▶ **To do**
Copy all lines holding the word "woman" from the entries.
** Opening Excerpted data block **
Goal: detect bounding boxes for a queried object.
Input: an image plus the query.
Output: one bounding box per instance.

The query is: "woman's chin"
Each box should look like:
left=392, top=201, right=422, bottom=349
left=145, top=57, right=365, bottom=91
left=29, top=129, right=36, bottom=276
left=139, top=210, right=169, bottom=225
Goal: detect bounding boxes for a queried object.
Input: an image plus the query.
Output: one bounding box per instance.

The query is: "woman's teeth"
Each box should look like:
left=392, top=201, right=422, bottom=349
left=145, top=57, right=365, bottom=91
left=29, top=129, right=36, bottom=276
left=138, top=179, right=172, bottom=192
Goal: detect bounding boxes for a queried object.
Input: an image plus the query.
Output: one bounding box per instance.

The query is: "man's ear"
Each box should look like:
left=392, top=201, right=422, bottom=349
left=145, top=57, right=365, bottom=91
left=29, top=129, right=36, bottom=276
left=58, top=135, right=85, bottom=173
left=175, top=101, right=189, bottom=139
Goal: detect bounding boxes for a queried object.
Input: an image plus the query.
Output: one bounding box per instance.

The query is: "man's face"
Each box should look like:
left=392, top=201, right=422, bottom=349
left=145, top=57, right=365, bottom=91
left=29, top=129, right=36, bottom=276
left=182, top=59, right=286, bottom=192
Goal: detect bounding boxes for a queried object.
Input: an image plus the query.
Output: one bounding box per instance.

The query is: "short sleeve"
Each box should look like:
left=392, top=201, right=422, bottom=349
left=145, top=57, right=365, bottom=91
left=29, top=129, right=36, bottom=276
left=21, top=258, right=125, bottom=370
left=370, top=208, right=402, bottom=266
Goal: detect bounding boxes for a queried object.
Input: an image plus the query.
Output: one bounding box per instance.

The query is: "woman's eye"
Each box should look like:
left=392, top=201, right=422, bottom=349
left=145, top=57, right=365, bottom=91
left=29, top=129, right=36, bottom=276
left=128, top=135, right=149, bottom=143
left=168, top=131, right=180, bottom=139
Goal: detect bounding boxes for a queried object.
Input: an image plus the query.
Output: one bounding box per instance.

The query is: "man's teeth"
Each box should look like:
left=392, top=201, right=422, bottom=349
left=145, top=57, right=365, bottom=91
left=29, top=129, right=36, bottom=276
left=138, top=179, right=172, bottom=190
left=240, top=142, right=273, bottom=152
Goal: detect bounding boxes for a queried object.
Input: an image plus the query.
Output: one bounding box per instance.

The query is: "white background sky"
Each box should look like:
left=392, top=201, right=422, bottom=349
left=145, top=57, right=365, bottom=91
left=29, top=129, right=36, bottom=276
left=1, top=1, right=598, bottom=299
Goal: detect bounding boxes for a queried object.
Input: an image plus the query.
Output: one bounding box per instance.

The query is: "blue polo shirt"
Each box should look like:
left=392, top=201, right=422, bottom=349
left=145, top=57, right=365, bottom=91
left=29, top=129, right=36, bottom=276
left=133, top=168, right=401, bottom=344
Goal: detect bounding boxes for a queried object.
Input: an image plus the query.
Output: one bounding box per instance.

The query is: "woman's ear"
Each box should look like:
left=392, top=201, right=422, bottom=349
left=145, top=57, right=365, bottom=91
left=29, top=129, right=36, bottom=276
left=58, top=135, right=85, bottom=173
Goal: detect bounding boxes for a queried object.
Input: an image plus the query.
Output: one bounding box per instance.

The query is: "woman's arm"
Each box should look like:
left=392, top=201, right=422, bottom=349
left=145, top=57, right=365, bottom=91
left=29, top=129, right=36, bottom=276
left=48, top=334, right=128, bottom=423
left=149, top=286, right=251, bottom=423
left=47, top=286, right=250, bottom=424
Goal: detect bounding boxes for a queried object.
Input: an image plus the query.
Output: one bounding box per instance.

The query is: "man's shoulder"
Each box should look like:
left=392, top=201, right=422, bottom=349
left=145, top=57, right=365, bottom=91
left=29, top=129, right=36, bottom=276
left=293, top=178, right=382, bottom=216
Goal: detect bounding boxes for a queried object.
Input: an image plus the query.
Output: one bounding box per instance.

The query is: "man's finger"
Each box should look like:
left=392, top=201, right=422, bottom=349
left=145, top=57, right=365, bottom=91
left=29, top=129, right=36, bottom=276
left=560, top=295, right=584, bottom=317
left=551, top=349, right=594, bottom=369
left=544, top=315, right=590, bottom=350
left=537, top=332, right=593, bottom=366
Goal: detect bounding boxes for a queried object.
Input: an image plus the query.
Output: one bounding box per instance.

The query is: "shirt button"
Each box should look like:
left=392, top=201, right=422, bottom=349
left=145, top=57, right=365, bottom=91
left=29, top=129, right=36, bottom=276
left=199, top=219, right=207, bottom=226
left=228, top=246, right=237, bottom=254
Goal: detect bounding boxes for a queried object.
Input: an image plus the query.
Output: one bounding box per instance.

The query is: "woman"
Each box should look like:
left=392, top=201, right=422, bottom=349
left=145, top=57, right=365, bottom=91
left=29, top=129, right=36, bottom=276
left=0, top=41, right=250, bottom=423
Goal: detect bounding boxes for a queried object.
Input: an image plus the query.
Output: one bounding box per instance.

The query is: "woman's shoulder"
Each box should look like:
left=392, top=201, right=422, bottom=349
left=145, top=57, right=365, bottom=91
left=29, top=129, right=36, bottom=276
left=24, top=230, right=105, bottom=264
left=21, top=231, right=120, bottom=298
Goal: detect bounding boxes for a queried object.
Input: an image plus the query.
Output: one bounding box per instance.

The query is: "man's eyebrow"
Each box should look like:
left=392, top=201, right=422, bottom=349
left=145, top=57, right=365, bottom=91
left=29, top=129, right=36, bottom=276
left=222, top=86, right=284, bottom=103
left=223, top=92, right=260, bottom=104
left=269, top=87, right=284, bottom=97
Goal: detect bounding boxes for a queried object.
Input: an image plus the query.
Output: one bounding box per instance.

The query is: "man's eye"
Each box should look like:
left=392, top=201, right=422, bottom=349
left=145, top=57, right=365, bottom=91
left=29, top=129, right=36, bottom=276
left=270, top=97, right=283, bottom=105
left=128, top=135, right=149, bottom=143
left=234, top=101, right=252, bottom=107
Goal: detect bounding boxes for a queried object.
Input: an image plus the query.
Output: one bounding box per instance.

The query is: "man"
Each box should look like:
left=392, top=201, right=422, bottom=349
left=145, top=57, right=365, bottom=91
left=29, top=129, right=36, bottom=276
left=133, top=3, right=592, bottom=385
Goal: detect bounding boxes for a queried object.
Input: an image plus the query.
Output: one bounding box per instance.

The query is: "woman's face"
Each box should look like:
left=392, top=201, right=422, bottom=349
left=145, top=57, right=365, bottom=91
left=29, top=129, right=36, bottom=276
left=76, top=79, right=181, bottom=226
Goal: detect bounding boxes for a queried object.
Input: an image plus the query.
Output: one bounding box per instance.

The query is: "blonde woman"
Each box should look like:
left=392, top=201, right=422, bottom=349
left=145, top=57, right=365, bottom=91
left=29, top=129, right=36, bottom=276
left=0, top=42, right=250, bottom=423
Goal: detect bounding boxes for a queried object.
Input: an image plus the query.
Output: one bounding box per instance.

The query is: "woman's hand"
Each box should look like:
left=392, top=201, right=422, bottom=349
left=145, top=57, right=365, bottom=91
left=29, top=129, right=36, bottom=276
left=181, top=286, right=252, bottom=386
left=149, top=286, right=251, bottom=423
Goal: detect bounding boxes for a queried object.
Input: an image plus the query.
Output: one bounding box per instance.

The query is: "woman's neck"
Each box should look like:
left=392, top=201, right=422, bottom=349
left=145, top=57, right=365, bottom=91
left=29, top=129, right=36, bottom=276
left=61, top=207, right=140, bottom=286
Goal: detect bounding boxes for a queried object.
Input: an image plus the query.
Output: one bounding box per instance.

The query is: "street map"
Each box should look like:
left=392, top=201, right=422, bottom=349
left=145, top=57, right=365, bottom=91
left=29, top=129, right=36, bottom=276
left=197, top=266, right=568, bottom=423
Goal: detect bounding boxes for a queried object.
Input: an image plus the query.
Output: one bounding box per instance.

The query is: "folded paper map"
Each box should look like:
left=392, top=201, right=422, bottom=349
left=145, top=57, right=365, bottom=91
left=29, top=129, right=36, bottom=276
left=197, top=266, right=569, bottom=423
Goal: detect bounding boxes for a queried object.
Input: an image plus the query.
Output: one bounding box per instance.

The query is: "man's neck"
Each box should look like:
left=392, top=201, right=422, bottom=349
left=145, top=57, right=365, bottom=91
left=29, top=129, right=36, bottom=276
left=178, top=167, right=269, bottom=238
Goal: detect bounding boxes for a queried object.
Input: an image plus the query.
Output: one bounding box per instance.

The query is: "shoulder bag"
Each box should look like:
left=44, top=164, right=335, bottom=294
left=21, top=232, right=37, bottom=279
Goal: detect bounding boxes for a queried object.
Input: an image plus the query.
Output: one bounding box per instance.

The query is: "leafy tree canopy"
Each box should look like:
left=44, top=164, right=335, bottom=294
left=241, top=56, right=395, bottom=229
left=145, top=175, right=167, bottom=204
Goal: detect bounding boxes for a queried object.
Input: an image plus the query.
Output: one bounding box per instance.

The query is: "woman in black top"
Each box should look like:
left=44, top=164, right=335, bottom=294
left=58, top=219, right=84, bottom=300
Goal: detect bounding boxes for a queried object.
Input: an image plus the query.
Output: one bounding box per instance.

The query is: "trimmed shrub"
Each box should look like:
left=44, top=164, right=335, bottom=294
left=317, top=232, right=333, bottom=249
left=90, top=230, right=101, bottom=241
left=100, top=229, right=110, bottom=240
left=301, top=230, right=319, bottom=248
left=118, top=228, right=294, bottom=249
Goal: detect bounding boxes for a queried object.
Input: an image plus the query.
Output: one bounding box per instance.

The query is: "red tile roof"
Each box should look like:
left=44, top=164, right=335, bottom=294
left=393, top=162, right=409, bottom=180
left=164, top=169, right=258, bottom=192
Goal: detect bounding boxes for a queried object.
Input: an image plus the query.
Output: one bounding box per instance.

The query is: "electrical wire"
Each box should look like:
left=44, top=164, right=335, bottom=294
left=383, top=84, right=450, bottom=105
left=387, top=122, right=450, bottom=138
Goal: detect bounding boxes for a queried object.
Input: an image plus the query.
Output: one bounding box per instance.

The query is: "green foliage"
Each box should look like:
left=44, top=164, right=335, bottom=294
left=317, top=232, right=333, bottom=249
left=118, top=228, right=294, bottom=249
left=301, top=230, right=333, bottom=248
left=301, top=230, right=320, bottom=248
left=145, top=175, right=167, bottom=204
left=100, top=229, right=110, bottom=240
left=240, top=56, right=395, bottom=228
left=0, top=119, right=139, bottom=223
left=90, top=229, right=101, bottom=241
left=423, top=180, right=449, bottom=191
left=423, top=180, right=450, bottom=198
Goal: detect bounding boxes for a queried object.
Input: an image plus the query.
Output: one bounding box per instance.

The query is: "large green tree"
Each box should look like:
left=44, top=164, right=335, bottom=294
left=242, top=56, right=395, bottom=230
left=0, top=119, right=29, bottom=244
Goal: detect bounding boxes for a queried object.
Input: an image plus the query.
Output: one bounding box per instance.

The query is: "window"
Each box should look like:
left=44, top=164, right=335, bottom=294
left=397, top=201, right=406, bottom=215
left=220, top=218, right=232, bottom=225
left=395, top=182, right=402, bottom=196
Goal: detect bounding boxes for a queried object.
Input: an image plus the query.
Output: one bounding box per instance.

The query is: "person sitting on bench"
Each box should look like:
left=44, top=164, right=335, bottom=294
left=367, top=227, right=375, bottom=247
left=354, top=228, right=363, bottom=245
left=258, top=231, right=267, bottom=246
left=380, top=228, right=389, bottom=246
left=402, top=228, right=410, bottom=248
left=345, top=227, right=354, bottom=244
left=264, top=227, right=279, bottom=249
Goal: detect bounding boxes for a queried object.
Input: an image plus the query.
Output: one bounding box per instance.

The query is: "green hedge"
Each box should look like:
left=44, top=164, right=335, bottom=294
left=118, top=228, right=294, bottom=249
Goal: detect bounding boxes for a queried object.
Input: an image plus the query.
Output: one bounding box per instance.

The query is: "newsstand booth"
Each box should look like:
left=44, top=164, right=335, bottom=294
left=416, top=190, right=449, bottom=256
** Closing Excerpted data block **
▶ **Written response**
The query is: "woman's chin"
The query is: "woman's teeth"
The query is: "woman's eye"
The query is: "woman's ear"
The query is: "woman's arm"
The query is: "woman"
The query is: "woman's shoulder"
The query is: "woman's face"
The query is: "blonde woman"
The query is: "woman's hand"
The query is: "woman's neck"
The query is: "woman in black top"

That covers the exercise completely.